TEXT:
..........

The Grinch isn't my favorite Christmas special, but it's fun and I love the "Welcome Christmas" song.

I see there's a furor going on in the Amazon.com reviews about the DVD version: yes, the Grinch is yellowish in the first part of the story on DVD. I have no idea why. I thought I was seeing things. Oh, well, I'm sure someone will do a super-colossal release of the story some day. And a yellow Grinch is infinitely preferable to a Jim Carrey Grinch of whatever persuasion.

In the meantime, we Chuck Jones fans would like more of his productions out: what about the three Jungle Book stories from the early 80s, "The White Seal," "Rikki-Tikki-Tavi," and "Mowgli's Brothers"? Or all three of the Chester Cricket specials, which includes A Very Merry Cricket?

09 December 2004

"And God Bless Us...Everyone"

A few years ago I found Michael Hearn's The Annotated Christmas Carol on the remainder counter at Border's. Let me say simply that I love annotated books. You not only get a text you want to read, but histories and explanations that enhance its meaning. Since I love history it's as if you've gotten a bonus.

The Carol annotations are superb. Hearn starts with a history of Charles Dickens up to the writing of the book, chronicling its conception and publication, the "rip off" versions--even Dickens had trouble with plagarism--and reviews of the day. Then all the referrals in the text are footnoted: not just allusions to other literature, but explanations of terms that were common in Dickens' day that are unfamiliar now: what is the "'Change" Scrooge is known on, for instance, or what a Sir Roger de Coverly dance is. It was an embarrassment of riches.

..........

GIVEN INFORMATION:
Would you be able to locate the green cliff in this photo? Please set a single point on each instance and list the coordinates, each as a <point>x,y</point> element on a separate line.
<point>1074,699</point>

..........

WHAT TO DO:
Continue the blog text about Christmas specials and The Annotated Christmas Carol, picking up right after its last sentence, not the material below it.

WRITTEN ANSWER:
Earlier this year I found out Hearn had done an expanded edition for 2004. The mind boggled. The introduction now included reviews of the Carol, there were additional footnotes, and the book also included the edited version of the story that Dickens employed when he did live readings. It was pricey, so I decided to bide my time to find a reasonably-priced edition.

Well, I walked into Borders yesterday to get the newest magazines and there to my astonishment was the new edition on the remainder shelf. Ohboy! (And yes, it's as wonderful as I thought it would be!)

Home to Nebraska

Even though we had watched it last Friday, I came home the other day and put The House Without a Christmas Tree on once more.

I love this story so much. It's a combination of everything: the characters, the storyline, and the setting. I especially appreciate the setting as so many period pieces are so obviously trumpeting "this is a period piece and look at all the neat costumes/props we have from the era." The 1940s postwar era is portrayed in this story as ordinary life: there is no trumpeting--that's just the way it is. And what a homey (or "homely," as the British say) setting: the kitchen and living room remind me of many of my relatives' homes before they were remodeled. Look at the hoosier cabinet in the kitchen, the stove, James' easy chair, the fireplace...it's truly like going home.

I adore Addie. She reminds me somewhat of myself, with the drawing and enjoying school, but I could only have wished for this child's self-confidence and assertiveness. I delight in her creativity. It would have been so easy to make her father the villain--I'm certain a modern production of the story would have--but instead one can see his own pain beneath his gruffness and occasional cruelty. What he can't express in words he does in small things: leaving Addie a cupcake from his lunch, teaching her physical and mental skills. He is a marvelously complicated character.

The schoolroom is perfect. I would have loved to attend Miss Thompson's classes, warm with steam heat, with the memorable scents of chalk and wood and the traces of sweet pea perfume, learning vocabulary and music and history.

Even the theme music is memorable, as well as the collage commercial segues. On tape they divide the story into acts like a classy stage play.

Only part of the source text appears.